• [THE EXERCISE]:
Give the rows from the line containing "backpack in the image above." through the last row again, switching "person with backpack" to "person with duffel bag" and leaving everything else as it is.

• [MATERIAL PROVIDED]:

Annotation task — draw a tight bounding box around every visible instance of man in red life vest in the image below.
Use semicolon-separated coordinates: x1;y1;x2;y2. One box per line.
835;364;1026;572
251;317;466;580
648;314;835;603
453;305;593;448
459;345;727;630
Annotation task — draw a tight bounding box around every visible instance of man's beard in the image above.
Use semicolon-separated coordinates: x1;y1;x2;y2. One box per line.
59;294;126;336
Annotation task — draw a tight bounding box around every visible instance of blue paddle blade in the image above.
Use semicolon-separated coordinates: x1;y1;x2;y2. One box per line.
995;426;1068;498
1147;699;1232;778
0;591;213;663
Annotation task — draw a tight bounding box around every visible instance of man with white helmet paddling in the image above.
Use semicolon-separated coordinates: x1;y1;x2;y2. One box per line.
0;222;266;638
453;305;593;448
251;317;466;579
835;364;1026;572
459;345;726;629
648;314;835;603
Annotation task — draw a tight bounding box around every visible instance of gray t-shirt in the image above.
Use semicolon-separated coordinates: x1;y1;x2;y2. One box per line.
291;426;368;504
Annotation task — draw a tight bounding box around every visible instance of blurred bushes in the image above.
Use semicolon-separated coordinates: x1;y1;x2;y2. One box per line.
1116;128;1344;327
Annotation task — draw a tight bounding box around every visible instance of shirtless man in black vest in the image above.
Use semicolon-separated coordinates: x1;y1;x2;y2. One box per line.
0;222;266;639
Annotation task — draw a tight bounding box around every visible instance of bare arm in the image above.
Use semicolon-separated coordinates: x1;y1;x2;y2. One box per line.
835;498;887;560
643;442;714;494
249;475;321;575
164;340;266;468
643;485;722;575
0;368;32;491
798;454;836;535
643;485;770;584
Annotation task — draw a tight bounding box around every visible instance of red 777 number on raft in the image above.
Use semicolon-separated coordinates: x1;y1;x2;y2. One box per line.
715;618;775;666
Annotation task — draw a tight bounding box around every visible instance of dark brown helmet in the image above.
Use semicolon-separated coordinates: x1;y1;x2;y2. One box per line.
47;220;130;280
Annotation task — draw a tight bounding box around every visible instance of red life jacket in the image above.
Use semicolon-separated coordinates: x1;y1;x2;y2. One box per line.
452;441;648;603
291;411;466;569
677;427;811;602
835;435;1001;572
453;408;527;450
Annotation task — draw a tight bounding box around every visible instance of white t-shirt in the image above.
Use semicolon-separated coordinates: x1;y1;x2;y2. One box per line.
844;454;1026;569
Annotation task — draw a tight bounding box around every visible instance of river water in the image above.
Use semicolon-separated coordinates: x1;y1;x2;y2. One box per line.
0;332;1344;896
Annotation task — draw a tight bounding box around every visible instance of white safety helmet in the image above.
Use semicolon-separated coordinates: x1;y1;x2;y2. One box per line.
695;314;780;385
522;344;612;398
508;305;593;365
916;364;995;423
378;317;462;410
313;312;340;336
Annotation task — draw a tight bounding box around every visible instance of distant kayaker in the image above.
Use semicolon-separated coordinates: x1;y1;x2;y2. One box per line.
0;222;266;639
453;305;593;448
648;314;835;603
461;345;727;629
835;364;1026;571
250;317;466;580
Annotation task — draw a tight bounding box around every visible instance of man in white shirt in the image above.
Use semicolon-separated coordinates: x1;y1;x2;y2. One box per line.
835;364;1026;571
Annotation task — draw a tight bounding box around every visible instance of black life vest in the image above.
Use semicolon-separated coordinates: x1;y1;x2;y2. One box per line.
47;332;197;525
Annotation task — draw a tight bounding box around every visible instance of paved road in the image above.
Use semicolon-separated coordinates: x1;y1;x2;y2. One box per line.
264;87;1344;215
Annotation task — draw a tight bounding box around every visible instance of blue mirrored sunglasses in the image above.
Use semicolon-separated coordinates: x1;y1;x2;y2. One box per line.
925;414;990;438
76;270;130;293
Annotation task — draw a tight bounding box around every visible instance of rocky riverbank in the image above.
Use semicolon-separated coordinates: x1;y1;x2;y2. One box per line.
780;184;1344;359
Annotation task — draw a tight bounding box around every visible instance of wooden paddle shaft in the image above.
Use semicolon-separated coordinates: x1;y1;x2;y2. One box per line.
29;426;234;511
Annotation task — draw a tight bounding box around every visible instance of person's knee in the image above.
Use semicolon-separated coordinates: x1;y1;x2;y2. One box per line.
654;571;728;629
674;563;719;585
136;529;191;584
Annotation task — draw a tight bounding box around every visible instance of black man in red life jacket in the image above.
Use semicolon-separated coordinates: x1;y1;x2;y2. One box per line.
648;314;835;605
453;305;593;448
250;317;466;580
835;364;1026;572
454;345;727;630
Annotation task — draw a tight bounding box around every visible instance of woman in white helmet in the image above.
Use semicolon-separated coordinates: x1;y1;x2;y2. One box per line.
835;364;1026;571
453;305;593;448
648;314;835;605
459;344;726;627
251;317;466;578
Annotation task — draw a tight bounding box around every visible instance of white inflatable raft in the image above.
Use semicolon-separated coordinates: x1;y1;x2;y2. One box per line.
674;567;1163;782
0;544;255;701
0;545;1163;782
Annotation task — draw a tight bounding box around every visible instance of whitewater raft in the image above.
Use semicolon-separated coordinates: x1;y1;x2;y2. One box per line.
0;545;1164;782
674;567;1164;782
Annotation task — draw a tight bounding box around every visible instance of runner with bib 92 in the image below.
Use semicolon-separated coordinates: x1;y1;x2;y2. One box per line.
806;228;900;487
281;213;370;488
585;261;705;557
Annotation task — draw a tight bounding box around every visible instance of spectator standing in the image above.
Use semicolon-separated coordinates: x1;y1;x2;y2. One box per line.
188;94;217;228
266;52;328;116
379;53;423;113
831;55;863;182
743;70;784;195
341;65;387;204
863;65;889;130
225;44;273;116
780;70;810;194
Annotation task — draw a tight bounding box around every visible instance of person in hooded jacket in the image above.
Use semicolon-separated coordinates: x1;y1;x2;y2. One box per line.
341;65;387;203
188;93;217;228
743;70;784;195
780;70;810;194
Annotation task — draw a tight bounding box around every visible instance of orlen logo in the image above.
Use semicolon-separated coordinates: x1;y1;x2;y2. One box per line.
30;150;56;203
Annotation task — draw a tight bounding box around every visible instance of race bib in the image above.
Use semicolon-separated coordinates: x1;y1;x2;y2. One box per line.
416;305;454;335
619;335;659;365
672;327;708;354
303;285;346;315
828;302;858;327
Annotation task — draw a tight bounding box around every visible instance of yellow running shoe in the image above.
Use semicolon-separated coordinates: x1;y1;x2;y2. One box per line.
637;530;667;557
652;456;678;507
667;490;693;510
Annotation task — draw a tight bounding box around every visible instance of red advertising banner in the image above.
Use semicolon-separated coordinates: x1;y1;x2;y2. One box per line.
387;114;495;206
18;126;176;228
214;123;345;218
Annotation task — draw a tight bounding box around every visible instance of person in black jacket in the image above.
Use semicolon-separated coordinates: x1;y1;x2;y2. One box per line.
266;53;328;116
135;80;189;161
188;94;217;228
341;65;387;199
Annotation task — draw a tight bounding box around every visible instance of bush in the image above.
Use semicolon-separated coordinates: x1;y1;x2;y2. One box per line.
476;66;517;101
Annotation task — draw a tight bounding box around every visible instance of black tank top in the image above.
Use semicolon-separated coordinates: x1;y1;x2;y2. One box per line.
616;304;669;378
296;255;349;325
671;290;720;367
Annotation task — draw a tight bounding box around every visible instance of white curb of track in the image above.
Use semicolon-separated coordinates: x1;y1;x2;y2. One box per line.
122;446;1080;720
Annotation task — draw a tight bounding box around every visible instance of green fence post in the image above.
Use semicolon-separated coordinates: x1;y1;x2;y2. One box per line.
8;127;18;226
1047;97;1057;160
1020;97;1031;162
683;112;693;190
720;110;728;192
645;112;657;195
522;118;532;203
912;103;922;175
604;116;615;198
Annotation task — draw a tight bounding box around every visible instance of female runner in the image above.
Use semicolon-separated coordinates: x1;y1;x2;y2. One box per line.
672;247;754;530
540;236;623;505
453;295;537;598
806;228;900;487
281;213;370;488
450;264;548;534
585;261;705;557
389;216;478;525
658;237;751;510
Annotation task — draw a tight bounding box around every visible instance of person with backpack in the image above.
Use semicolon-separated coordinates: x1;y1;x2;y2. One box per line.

• [THE RESPONSE]:
Annotation task — draw a tight bounding box around every visible instance of person with duffel bag in the image above.
Use semicolon-separated coordinates: x1;y1;x2;y2. One box per line.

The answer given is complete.